#### Job A
Recast the paragraph of the pension plan transfer passage that begins "Both plans involved in a significant transfer" as a short bulleted list. Keep its main facts.
#### Job B
Carry on the pension plan transfer passage, starting right after its final sentence.

[start of Selected extract]

The amendment clarifies that transactions involving such plans are subject to the merger and transfer rules and (except for ``de minimis'' transactions) are governed by the higher-level valuation standard and ``safe harbor'' solvency test. (Terminated plans, like other plans, could satisfy the plan solvency requirement without recourse to the ``safe harbor'' test by demonstrating that benefits are not likely to be suspended.) The amendment also extends to ``de minimis'' terminated plan transactions the requirement that actuarial valuation reports be submitted to the PBGC.

Significant Transfers

Both plans involved in a significant transfer are currently subject to the higher-level valuation standard and ``safe harbor'' solvency test, even if only one of the plans is significantly affected. The standard for determining whether a plan is ``significantly affected'' is generally the same as the standard for determining whether a transfer is a ``significant transfer'' under the existing regulation. A transferor plan is significantly affected if the assets transferred equal or exceed 15 percent of its pre-transfer assets. A transferee plan is significantly affected if the unfunded accrued benefits transferred equal or exceed 15 percent of its pre-transfer assets.

[end of Selected extract]
[start of Recorded data]

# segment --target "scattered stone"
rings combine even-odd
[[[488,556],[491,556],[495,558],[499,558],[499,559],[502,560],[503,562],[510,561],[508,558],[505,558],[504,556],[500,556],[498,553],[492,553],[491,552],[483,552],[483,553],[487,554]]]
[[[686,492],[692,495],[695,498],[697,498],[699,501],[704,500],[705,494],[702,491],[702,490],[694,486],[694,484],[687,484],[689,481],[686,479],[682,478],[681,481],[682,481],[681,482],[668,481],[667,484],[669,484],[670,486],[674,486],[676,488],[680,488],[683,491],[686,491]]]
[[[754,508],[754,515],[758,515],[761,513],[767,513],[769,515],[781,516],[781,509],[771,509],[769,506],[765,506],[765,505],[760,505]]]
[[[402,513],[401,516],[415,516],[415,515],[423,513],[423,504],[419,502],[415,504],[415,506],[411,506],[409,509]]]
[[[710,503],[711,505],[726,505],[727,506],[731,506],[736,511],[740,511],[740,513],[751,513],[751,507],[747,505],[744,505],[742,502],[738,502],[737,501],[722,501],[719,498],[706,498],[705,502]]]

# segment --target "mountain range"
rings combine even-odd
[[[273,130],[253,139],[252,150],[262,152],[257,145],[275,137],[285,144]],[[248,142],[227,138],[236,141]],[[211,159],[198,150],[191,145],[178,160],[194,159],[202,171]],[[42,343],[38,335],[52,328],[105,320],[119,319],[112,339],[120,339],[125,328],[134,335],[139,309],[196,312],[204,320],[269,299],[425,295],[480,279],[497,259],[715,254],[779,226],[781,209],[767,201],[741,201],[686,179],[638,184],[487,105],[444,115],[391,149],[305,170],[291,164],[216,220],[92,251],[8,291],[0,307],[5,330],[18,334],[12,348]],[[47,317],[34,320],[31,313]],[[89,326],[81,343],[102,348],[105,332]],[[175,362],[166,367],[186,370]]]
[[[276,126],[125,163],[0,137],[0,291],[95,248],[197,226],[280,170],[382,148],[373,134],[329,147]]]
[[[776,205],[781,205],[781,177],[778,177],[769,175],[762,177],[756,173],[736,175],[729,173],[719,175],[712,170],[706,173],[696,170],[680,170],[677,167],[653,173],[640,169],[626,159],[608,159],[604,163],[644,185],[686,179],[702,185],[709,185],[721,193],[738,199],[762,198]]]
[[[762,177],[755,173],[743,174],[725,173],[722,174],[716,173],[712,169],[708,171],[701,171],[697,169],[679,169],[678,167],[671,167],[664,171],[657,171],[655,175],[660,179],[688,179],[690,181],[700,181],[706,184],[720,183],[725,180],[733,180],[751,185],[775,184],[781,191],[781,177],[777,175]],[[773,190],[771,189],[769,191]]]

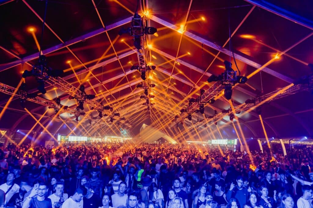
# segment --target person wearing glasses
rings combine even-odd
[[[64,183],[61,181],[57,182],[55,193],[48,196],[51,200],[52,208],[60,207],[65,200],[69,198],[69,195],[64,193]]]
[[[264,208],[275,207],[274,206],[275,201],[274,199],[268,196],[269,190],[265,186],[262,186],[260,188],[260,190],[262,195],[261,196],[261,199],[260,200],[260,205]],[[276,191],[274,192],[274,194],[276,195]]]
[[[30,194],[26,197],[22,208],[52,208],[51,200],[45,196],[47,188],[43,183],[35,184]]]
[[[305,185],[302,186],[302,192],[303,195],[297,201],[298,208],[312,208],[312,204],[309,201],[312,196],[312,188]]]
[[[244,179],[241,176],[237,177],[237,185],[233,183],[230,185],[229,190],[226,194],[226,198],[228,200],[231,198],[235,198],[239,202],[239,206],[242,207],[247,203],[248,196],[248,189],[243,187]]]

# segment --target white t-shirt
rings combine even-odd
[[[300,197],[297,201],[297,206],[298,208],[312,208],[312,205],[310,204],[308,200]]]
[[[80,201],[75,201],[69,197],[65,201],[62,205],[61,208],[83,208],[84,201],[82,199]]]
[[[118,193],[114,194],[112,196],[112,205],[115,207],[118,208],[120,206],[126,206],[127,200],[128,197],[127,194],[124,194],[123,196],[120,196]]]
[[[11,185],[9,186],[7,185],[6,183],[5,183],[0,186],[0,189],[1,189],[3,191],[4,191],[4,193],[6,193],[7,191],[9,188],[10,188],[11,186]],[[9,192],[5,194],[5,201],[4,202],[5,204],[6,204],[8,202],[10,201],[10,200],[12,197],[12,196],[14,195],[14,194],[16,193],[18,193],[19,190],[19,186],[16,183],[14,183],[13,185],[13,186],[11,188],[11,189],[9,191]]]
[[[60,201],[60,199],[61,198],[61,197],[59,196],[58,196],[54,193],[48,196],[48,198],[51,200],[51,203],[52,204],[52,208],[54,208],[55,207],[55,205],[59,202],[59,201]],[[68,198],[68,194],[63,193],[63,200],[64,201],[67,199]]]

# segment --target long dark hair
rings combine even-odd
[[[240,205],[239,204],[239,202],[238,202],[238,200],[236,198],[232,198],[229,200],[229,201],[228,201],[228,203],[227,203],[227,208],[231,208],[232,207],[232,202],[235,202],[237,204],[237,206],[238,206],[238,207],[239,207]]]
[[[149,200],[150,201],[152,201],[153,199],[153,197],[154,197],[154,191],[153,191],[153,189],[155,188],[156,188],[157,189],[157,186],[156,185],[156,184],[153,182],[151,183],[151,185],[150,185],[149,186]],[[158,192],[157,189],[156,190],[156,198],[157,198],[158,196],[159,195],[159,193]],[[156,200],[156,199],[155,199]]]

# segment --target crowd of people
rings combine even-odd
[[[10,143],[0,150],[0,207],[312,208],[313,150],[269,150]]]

[end of Recorded data]

#### Final result A
- Under current rules, both plans in a significant transfer must meet the higher-level valuation standard and the "safe harbor" solvency test, even if only one plan is significantly affected.
- The test for whether a plan is "significantly affected" is generally the same as the test for a "significant transfer" under the existing regulation.
- A transferor plan is significantly affected when the transferred assets equal or exceed 15 percent of its pre-transfer assets.
- A transferee plan is significantly affected when the transferred unfunded accrued benefits equal or exceed 15 percent of its pre-transfer assets.

#### Final result B
The amended regulation no longer automatically applies the higher- level valuation standard and safe harbor solvency test to both plans involved in a significant transfer if only one of the plans is significantly affected. Instead, the higher-level standard and test are just applied to the significantly affected plan. (In addition, as discussed above, the higher-level standard and test are applied to any plan that is involved in a non-de minimis terminated plan transaction).

Other Changes

The regulation currently requires that a compliance determination request for a significant transfer include copies of all actuarial valuations performed within the five years preceding the proposed effective date of the transfer. This cannot be done where the last plan year preceding the proposed effective date is in progress when the compliance determination request is filed. The amended regulation calls for the valuations performed within the five years preceding the compliance determination request.
The amendment also modifies the higher-level valuation standard slightly so that the actuarial assumptions and methods used in the pre- merger valuation would be those expected to be used for the surviving plan after the merger.
Under the current regulation, the requirement for 120 days' notice can be waived only if the PBGC is satisfied that failure to complete the transaction in a shorter time will harm participants or beneficiaries. The PBGC typically completes its reviews in 60 to 90 days, and there is usually no reason to wait the full 120 days. The proposed amendment would also permit a merger or transfer to be consummated if (1) the PBGC determines that the transaction complies with ERISA section 4231, or (2) the PBGC completes its review of the transaction.
The PBGC is also making other conforming and clarifying changes.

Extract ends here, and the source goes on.